**SOURCE DATA:**
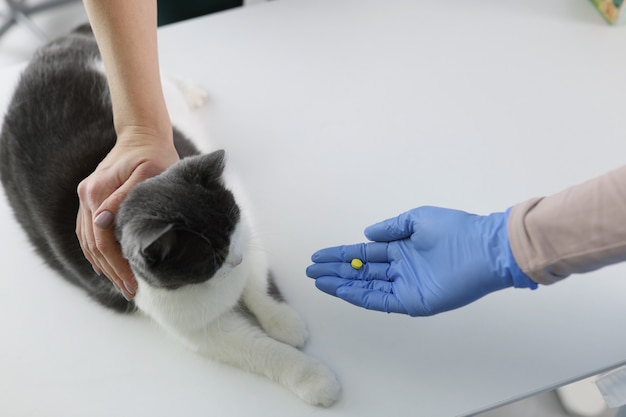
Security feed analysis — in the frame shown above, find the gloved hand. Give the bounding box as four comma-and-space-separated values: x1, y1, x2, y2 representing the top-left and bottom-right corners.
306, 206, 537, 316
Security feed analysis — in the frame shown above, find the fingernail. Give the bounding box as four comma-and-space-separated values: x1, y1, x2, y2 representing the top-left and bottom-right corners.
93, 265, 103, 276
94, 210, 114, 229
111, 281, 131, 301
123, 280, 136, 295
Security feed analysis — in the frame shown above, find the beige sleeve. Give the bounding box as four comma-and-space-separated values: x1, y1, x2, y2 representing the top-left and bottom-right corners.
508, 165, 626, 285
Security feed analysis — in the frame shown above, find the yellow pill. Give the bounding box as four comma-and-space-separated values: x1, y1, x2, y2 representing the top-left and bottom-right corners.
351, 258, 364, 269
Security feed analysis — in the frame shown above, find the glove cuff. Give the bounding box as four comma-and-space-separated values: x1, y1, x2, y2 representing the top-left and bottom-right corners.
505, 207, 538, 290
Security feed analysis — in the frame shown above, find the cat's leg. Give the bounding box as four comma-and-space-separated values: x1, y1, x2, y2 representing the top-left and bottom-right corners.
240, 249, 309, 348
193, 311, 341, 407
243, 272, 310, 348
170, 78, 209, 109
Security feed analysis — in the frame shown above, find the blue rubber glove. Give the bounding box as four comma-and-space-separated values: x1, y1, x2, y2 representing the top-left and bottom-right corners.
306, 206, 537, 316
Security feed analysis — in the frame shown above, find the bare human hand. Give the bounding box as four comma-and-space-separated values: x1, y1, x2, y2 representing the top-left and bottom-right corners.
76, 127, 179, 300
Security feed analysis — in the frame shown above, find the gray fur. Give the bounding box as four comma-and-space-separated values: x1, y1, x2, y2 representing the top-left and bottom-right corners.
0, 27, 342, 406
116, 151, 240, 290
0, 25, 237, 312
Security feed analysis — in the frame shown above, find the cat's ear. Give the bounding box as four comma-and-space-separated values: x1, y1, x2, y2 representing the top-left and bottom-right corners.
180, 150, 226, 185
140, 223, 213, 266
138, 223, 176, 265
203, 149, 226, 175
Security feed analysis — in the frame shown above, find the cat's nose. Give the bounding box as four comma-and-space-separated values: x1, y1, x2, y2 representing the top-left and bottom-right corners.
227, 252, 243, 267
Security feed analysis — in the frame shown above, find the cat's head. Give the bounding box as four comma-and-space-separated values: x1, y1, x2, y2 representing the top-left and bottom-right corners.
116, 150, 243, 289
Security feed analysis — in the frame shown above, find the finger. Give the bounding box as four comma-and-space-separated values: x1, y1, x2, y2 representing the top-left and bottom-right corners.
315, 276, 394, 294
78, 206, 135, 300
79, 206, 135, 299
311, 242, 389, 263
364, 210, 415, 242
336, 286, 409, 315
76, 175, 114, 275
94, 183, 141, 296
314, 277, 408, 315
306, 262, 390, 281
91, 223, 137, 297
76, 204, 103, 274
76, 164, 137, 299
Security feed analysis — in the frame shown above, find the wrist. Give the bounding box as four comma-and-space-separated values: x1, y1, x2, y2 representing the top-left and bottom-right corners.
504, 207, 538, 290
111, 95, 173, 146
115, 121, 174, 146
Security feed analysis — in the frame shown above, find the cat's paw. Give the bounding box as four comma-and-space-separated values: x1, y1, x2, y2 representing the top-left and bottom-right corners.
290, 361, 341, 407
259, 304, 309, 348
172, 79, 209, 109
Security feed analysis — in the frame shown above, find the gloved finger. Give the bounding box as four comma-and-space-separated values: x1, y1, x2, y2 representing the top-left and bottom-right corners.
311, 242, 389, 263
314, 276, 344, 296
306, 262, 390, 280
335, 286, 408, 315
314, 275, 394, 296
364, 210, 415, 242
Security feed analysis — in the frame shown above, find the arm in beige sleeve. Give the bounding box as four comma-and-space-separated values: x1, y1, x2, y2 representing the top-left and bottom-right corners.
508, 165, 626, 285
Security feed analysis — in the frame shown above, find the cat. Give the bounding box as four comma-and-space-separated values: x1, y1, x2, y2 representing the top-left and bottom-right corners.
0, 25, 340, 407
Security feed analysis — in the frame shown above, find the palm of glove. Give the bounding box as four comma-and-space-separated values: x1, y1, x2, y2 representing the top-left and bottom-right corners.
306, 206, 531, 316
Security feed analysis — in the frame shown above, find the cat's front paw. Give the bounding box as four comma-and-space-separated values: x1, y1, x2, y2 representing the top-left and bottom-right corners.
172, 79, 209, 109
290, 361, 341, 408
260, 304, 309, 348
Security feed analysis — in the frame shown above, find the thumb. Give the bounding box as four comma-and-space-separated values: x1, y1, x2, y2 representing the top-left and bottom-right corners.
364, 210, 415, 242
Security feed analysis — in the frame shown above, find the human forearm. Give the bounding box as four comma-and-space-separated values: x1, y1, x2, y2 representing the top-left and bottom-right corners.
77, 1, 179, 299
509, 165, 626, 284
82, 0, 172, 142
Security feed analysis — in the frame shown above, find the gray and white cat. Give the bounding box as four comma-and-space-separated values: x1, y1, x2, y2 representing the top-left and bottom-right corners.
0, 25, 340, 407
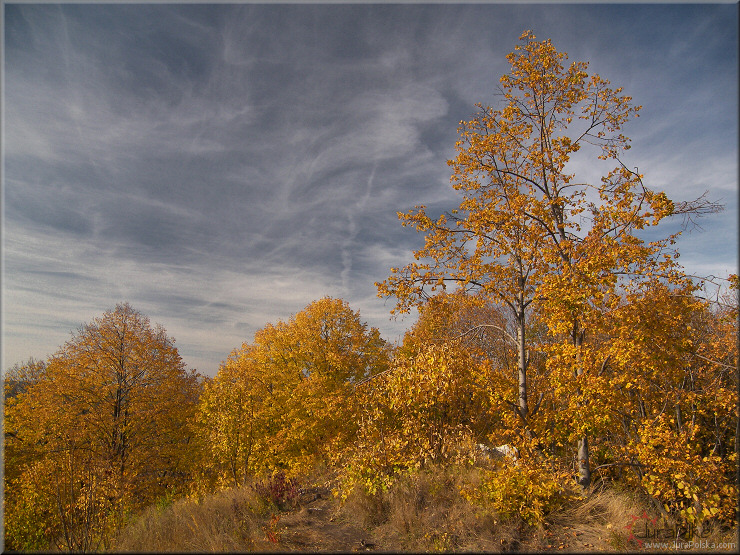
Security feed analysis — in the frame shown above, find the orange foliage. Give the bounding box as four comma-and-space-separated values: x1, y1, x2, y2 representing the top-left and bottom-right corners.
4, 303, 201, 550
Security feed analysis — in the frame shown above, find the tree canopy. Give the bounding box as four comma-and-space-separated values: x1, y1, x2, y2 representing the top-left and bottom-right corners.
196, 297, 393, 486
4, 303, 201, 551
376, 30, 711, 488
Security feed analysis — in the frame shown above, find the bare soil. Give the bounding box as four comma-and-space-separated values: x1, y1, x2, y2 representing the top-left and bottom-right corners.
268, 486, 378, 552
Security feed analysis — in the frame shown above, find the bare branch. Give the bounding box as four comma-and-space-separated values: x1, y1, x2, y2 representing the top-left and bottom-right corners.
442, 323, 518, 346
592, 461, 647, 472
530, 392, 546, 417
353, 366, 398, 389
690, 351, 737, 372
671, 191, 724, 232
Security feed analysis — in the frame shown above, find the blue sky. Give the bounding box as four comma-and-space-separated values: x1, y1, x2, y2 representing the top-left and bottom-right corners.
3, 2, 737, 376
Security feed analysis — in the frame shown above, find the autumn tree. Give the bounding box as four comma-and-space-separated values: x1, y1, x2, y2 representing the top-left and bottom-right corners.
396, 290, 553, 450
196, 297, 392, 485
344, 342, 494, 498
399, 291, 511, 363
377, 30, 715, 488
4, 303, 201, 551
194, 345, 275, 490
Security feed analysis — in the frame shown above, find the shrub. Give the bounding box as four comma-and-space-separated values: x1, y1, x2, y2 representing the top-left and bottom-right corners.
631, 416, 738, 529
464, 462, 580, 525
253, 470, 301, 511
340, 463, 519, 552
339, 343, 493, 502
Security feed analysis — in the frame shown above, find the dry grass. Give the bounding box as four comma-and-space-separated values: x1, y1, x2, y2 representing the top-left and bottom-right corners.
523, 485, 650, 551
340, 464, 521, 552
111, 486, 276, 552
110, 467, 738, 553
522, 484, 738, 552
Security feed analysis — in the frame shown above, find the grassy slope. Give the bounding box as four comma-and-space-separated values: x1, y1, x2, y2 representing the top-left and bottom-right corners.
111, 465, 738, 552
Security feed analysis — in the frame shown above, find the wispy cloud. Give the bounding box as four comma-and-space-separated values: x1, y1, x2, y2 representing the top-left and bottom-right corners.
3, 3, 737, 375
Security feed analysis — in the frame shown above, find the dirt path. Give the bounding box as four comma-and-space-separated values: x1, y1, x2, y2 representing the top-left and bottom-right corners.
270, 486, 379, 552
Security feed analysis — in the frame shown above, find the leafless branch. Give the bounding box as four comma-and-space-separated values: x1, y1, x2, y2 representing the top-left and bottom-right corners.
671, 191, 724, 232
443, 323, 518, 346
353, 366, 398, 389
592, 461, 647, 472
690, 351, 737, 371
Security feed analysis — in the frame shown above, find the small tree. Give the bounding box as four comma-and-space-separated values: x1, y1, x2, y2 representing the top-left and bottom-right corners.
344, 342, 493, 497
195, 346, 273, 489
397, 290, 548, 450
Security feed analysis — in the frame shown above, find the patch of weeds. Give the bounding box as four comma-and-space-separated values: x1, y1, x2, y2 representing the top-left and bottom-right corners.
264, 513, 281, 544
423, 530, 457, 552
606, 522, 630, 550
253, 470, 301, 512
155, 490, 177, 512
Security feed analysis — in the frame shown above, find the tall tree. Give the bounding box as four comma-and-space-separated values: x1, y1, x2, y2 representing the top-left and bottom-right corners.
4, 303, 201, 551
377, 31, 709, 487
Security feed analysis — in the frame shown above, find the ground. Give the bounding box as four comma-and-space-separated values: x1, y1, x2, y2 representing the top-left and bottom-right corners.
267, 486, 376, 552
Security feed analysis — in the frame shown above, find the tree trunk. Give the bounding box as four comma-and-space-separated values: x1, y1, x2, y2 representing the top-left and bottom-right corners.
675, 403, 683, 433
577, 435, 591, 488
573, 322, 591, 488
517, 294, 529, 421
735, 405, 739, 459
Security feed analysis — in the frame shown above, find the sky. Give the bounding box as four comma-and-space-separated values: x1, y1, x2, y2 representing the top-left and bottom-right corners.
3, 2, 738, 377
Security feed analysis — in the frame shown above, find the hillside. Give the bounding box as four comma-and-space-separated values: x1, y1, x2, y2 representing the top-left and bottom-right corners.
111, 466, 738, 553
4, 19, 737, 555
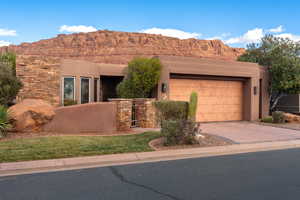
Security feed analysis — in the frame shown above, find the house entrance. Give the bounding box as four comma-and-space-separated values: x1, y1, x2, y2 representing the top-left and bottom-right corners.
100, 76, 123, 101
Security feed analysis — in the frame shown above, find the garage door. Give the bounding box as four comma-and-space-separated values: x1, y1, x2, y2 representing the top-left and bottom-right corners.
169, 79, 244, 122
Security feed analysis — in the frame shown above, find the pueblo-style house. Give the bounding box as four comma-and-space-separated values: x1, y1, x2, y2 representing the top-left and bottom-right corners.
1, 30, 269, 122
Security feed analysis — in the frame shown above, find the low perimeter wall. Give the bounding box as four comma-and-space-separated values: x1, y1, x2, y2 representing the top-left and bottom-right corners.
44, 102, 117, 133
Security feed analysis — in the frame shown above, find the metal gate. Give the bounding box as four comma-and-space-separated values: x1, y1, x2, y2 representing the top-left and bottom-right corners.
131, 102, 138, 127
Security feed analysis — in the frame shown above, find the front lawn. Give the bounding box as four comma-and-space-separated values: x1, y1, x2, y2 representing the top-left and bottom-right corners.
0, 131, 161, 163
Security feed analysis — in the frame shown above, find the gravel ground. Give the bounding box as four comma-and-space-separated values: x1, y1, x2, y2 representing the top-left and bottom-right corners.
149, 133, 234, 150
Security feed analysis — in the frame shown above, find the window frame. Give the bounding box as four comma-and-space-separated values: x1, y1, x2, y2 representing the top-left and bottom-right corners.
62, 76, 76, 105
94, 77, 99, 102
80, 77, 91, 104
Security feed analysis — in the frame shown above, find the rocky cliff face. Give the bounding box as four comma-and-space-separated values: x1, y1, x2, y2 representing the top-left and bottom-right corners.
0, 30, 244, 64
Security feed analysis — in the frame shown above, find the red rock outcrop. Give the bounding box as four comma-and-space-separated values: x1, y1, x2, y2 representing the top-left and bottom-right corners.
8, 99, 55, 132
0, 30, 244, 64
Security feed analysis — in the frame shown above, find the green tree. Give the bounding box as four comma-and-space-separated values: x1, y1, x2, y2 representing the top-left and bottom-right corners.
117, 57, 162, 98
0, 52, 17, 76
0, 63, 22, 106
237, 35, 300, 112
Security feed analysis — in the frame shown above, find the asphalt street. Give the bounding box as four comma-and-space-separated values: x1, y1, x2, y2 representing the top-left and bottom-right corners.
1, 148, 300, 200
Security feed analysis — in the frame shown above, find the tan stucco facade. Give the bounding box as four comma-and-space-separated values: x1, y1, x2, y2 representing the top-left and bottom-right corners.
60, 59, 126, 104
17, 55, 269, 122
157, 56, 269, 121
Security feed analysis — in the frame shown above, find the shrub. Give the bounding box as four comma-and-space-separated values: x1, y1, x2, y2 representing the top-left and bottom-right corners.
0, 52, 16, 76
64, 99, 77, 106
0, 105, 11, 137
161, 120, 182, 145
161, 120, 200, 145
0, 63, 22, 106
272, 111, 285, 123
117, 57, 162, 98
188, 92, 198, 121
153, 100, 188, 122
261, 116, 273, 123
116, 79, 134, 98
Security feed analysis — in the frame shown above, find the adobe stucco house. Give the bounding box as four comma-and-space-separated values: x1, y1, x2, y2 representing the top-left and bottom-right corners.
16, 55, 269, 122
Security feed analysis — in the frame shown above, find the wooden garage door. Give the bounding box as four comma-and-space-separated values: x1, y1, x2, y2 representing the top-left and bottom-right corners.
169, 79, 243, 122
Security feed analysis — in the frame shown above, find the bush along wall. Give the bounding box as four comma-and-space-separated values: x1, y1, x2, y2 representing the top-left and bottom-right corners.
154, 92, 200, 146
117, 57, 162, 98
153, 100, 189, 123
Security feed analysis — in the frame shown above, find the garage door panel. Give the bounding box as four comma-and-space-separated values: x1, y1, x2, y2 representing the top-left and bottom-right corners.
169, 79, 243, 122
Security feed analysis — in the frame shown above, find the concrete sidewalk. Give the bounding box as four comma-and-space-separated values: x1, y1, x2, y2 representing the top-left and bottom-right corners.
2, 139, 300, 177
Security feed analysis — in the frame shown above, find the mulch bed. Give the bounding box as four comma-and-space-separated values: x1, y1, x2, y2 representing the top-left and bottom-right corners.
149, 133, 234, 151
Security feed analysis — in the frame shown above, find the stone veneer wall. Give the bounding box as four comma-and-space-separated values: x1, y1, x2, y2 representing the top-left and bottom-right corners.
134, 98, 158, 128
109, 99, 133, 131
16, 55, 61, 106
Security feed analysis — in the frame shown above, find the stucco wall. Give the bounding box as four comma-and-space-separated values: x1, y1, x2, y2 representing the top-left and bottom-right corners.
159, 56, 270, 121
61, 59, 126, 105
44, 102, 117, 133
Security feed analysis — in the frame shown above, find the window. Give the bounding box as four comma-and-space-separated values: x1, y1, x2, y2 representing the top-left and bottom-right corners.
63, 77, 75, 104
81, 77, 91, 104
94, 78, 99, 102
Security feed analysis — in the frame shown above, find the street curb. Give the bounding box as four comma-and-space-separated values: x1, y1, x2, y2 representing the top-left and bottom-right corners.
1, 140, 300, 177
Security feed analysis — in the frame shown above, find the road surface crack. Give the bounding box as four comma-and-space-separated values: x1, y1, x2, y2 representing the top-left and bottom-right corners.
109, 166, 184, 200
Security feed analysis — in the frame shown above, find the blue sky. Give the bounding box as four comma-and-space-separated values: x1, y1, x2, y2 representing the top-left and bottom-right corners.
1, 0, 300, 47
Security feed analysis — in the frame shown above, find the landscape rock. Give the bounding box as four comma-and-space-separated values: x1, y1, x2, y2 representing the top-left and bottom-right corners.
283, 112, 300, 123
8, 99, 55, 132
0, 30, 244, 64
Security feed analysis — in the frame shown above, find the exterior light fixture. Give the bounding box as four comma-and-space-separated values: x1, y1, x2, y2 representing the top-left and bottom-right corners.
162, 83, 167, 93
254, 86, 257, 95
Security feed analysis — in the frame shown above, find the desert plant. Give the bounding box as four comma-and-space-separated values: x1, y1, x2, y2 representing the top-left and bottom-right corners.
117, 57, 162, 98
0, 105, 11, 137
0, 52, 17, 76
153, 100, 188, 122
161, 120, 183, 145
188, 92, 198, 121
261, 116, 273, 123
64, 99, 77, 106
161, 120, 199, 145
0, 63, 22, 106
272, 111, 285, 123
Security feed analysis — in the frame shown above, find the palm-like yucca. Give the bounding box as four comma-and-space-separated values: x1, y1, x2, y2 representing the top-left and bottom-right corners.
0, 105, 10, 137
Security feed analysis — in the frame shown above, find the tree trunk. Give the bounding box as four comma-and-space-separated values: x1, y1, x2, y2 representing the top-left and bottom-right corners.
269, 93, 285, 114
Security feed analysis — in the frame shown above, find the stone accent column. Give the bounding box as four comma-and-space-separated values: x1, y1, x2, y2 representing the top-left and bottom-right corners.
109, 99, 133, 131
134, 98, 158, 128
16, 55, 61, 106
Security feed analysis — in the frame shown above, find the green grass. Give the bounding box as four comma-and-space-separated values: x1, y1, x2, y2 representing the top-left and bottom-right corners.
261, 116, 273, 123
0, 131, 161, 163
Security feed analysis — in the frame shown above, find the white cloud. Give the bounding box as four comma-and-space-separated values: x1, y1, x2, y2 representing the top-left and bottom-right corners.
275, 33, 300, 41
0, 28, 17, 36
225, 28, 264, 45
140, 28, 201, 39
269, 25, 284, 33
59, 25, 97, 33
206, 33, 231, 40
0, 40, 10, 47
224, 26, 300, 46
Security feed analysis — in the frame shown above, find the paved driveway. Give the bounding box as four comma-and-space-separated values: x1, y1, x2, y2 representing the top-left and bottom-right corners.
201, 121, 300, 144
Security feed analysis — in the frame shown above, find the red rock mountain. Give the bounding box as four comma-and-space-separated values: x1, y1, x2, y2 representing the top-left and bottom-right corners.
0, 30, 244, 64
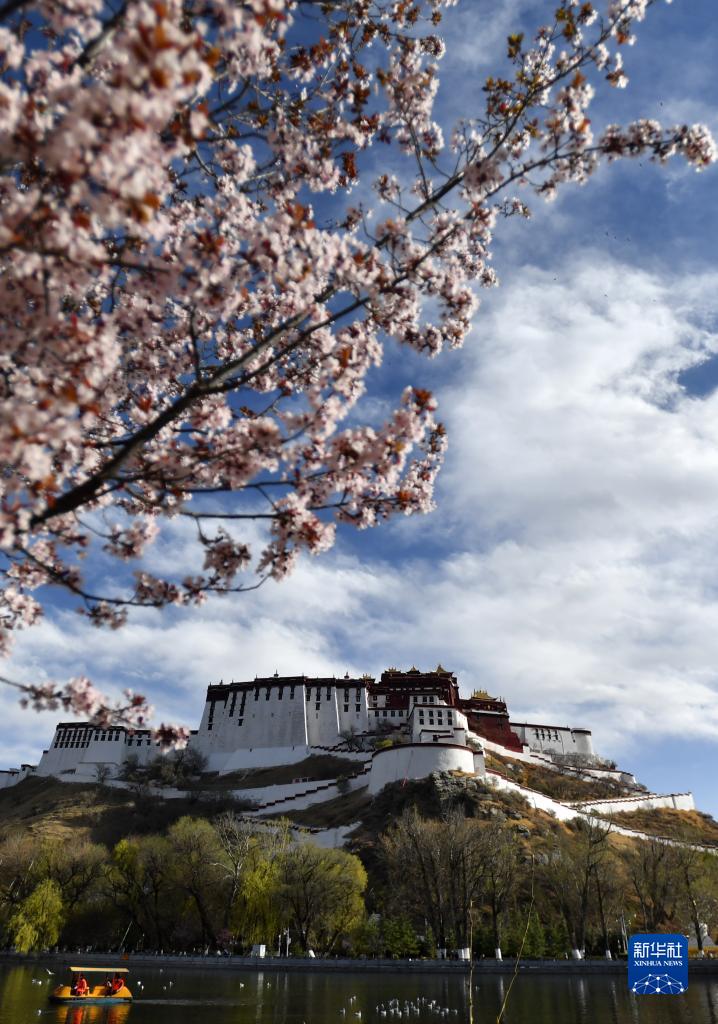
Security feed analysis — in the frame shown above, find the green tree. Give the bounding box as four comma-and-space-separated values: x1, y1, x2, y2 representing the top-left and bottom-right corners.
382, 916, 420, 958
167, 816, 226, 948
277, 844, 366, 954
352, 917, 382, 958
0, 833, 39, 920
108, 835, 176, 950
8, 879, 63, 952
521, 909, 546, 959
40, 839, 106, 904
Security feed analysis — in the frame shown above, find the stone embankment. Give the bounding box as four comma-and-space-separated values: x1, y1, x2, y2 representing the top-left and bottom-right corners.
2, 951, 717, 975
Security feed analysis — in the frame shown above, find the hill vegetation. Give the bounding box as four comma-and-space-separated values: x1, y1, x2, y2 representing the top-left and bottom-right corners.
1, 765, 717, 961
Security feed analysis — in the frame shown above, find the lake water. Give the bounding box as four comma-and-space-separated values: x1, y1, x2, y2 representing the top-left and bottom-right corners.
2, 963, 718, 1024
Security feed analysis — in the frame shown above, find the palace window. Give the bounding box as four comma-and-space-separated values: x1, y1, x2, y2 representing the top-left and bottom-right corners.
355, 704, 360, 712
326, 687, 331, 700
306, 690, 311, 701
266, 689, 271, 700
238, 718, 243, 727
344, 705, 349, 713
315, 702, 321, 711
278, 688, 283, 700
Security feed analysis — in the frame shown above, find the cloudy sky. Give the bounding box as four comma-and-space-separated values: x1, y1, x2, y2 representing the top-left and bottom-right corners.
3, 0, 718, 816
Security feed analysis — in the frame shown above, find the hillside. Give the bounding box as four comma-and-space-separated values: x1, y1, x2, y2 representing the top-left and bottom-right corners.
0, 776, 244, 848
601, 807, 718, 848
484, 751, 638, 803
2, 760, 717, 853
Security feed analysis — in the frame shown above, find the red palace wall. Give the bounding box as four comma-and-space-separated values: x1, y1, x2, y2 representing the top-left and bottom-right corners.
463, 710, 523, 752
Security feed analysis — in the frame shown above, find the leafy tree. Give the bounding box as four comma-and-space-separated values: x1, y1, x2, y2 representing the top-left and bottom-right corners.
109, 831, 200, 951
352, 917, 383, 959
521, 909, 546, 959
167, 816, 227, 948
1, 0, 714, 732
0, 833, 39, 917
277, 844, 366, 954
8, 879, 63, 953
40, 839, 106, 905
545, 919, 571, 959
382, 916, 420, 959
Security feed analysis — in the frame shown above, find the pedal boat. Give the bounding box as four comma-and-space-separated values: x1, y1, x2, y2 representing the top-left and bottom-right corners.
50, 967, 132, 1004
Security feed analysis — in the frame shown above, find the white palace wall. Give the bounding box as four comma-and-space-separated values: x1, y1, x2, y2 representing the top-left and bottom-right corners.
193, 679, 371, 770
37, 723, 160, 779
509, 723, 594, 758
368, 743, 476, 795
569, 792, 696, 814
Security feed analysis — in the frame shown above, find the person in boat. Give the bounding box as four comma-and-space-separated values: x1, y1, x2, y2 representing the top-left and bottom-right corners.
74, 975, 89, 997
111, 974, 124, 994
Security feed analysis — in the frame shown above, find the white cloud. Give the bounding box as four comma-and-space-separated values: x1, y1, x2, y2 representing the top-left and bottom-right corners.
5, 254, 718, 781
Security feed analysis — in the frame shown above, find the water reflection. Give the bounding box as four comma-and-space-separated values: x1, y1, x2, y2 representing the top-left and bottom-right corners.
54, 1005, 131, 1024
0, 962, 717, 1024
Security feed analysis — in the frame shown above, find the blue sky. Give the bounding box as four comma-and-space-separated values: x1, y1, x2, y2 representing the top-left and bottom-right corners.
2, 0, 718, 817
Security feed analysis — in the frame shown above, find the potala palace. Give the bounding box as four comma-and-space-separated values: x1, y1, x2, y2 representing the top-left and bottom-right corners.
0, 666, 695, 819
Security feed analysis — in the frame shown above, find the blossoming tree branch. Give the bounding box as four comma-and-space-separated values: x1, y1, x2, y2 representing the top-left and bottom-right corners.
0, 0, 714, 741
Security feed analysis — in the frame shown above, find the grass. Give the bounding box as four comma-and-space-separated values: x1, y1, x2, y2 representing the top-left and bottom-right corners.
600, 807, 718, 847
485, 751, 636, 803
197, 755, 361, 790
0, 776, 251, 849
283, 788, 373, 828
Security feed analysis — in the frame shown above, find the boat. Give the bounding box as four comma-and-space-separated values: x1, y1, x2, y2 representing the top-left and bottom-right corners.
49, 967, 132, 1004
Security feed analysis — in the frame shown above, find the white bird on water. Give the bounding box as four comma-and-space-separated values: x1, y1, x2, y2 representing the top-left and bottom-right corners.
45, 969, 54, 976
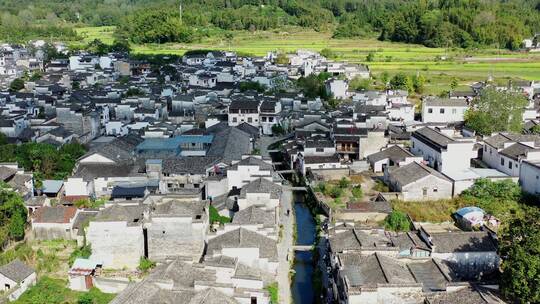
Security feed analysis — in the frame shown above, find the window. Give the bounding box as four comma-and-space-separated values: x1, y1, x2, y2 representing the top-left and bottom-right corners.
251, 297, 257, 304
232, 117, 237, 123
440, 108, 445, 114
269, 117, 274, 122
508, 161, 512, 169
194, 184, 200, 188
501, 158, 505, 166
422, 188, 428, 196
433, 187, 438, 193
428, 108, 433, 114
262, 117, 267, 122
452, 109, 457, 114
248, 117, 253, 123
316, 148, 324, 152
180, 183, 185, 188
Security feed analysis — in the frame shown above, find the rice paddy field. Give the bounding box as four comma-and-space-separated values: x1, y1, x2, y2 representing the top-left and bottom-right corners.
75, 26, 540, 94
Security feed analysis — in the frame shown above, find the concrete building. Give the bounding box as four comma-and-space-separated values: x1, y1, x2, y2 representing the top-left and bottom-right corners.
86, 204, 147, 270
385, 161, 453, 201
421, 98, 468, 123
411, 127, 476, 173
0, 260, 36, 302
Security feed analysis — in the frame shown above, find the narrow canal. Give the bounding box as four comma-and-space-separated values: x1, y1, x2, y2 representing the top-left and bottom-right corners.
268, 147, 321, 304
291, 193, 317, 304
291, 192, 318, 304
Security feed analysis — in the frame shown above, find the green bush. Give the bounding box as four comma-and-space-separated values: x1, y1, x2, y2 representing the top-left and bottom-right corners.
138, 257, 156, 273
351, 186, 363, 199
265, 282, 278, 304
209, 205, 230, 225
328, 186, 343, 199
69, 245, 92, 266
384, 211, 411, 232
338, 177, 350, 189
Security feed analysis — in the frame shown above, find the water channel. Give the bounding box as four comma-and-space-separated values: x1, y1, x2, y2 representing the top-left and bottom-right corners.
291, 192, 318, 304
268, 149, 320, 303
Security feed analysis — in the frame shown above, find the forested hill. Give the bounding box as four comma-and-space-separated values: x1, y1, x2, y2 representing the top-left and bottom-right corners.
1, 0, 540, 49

**WHAT YOU SHOULD DO:** Would you repeat, exactly and with nothing added, every line from the line containing "find the forested" through the last line of the records above?

**SOLUTION TO THIS TASK:**
Security feed analysis — in the frame shown above, find the forested hill. Give the bounding box as four comma-and-space-separated values: x1, y1, x2, y2 representing the top-left and bottom-right corners.
1, 0, 540, 49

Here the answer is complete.